### DATA ROWS
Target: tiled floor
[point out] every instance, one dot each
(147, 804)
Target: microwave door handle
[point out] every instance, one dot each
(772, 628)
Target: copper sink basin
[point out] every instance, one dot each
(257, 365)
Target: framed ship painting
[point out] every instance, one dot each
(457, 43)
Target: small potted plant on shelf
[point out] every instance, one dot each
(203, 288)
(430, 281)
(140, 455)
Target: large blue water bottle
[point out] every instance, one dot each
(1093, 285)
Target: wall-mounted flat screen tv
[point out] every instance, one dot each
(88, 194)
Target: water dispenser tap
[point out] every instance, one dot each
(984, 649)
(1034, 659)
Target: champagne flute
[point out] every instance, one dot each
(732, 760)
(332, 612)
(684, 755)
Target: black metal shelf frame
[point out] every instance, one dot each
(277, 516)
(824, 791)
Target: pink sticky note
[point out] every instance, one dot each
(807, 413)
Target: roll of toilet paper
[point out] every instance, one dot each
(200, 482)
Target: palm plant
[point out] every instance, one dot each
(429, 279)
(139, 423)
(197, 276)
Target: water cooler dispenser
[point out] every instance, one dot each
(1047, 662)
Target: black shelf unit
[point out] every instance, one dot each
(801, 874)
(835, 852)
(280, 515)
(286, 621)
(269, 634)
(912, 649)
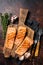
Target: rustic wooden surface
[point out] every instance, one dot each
(13, 6)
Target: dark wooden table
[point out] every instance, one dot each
(13, 6)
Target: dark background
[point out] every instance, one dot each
(13, 6)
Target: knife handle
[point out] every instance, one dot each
(37, 49)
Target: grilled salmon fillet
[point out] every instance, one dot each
(9, 41)
(24, 46)
(19, 38)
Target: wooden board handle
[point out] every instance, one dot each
(37, 49)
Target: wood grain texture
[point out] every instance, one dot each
(13, 6)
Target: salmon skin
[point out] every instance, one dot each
(24, 46)
(9, 41)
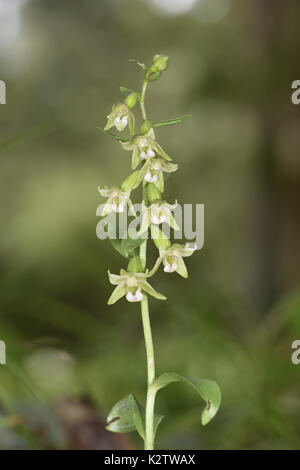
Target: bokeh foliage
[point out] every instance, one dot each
(235, 318)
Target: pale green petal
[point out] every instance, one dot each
(131, 123)
(169, 167)
(105, 192)
(107, 209)
(149, 290)
(181, 267)
(145, 222)
(115, 279)
(171, 221)
(117, 294)
(158, 149)
(155, 268)
(127, 145)
(131, 181)
(135, 158)
(160, 181)
(110, 122)
(150, 134)
(183, 250)
(131, 208)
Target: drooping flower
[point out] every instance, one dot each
(144, 147)
(172, 258)
(158, 213)
(131, 285)
(152, 171)
(120, 117)
(117, 200)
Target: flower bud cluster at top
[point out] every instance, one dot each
(149, 163)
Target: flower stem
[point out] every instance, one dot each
(142, 100)
(149, 417)
(149, 429)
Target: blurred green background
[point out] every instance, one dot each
(69, 356)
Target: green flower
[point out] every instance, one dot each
(117, 200)
(152, 171)
(172, 258)
(120, 117)
(158, 213)
(131, 285)
(144, 147)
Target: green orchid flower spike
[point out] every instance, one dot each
(172, 258)
(131, 285)
(117, 200)
(153, 171)
(151, 165)
(158, 213)
(120, 117)
(143, 147)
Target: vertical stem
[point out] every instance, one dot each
(142, 100)
(149, 417)
(149, 430)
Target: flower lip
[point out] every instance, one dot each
(121, 122)
(137, 297)
(155, 219)
(150, 178)
(117, 207)
(148, 153)
(170, 268)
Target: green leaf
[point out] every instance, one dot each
(116, 137)
(168, 122)
(208, 390)
(126, 91)
(128, 415)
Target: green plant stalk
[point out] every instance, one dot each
(142, 99)
(149, 416)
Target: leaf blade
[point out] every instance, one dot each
(110, 134)
(169, 122)
(207, 389)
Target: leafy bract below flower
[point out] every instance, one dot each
(144, 147)
(152, 171)
(117, 201)
(132, 285)
(120, 117)
(158, 213)
(172, 258)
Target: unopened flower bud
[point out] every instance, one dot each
(135, 265)
(151, 77)
(160, 62)
(146, 126)
(131, 100)
(153, 193)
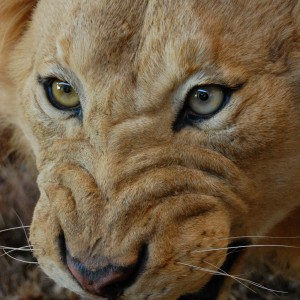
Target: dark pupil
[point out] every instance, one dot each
(202, 95)
(66, 88)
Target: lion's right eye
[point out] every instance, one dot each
(61, 94)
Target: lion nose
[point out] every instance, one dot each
(109, 281)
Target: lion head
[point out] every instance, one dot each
(160, 130)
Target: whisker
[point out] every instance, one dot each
(26, 235)
(11, 249)
(235, 277)
(20, 260)
(223, 273)
(244, 246)
(256, 236)
(13, 228)
(249, 281)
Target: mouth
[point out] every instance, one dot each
(212, 289)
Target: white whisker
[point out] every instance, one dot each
(26, 235)
(223, 273)
(244, 246)
(13, 228)
(256, 236)
(17, 259)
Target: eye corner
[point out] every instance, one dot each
(62, 99)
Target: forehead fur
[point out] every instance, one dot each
(89, 36)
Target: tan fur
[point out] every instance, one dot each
(123, 178)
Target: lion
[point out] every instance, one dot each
(166, 137)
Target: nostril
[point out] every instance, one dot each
(109, 281)
(97, 281)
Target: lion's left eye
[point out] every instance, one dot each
(206, 100)
(61, 94)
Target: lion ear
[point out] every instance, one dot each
(14, 15)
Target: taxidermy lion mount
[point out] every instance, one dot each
(166, 136)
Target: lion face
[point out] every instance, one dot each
(182, 132)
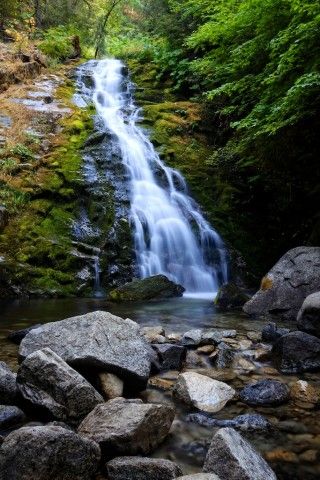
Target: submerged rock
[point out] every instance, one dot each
(10, 416)
(230, 296)
(141, 468)
(231, 456)
(8, 385)
(296, 352)
(154, 334)
(152, 288)
(202, 392)
(48, 453)
(111, 385)
(287, 284)
(97, 340)
(18, 335)
(303, 392)
(248, 422)
(127, 427)
(308, 319)
(265, 393)
(271, 333)
(170, 356)
(207, 336)
(47, 381)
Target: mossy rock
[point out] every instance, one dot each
(153, 288)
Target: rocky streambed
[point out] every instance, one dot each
(98, 396)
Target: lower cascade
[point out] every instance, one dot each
(171, 236)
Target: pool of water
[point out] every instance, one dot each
(292, 447)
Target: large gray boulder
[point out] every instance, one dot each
(231, 456)
(48, 453)
(287, 284)
(152, 288)
(296, 352)
(8, 385)
(47, 381)
(96, 340)
(308, 319)
(127, 427)
(202, 392)
(142, 468)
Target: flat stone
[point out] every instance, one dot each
(202, 392)
(47, 381)
(231, 456)
(124, 427)
(265, 393)
(247, 422)
(192, 337)
(142, 468)
(99, 340)
(48, 453)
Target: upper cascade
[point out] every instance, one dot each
(171, 237)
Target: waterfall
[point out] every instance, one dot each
(171, 236)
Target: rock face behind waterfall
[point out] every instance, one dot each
(152, 288)
(287, 284)
(97, 340)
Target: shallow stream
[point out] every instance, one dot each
(292, 446)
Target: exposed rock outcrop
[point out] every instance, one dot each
(202, 392)
(231, 456)
(287, 284)
(97, 340)
(141, 468)
(8, 385)
(265, 393)
(308, 319)
(48, 453)
(127, 427)
(152, 288)
(47, 381)
(10, 416)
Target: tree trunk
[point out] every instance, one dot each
(37, 13)
(102, 32)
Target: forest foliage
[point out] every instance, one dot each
(254, 67)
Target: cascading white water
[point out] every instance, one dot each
(171, 236)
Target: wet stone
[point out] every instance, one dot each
(265, 393)
(10, 416)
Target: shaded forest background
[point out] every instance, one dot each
(252, 65)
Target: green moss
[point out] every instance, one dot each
(38, 243)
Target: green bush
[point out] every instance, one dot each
(56, 43)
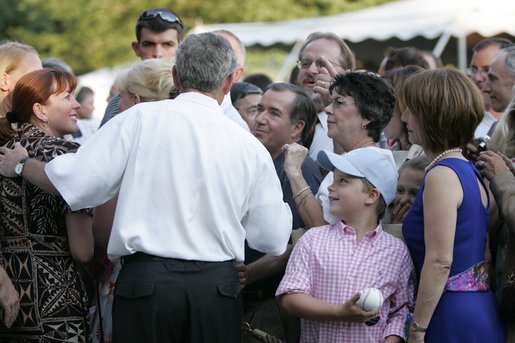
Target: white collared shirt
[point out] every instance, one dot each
(192, 184)
(321, 140)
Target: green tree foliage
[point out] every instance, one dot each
(90, 34)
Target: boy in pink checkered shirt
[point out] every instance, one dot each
(331, 264)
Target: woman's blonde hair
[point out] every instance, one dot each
(503, 138)
(448, 105)
(150, 79)
(11, 55)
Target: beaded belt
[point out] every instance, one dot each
(474, 279)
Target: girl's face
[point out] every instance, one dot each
(61, 113)
(408, 185)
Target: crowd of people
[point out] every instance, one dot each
(209, 207)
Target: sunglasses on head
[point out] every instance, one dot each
(163, 14)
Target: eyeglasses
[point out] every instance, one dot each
(305, 64)
(165, 15)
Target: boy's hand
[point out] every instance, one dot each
(350, 312)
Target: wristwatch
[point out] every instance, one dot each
(415, 327)
(18, 169)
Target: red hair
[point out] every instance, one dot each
(34, 87)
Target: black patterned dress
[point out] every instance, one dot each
(36, 255)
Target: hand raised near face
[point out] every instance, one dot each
(294, 155)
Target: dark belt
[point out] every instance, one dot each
(253, 295)
(144, 257)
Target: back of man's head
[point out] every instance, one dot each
(159, 20)
(401, 57)
(510, 59)
(236, 44)
(204, 62)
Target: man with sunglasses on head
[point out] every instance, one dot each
(192, 186)
(158, 34)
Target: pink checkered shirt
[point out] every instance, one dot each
(328, 264)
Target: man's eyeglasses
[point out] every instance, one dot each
(305, 64)
(165, 15)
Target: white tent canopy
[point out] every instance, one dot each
(404, 19)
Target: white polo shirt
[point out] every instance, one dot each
(193, 184)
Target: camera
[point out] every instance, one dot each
(482, 142)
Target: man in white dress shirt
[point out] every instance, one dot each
(192, 185)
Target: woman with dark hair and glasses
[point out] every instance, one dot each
(41, 237)
(361, 105)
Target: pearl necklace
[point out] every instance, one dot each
(440, 156)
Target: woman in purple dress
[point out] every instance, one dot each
(446, 229)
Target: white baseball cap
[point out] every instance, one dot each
(374, 164)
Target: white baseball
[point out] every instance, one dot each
(371, 299)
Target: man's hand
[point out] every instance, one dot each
(9, 301)
(350, 312)
(294, 156)
(491, 164)
(9, 158)
(399, 212)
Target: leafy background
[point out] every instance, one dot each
(92, 34)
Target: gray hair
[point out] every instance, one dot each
(204, 61)
(237, 45)
(150, 79)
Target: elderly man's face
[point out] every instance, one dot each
(272, 125)
(311, 64)
(499, 84)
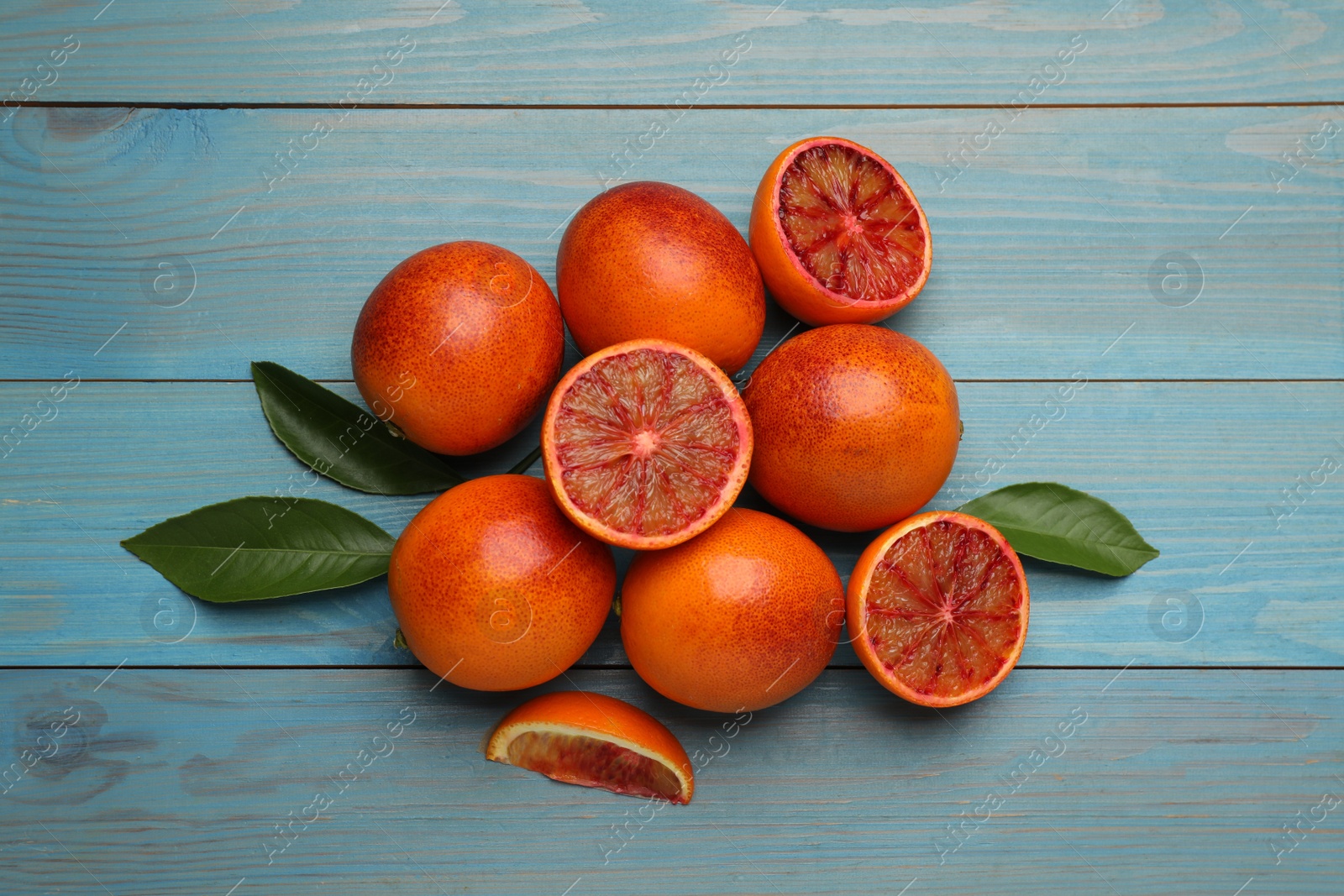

### PROBLEM DETAILS
Count the lines of the material above that contain the string "dress", treating uppercase and lowercase letters as different. Reply with the number alone.

### FINAL ANSWER
3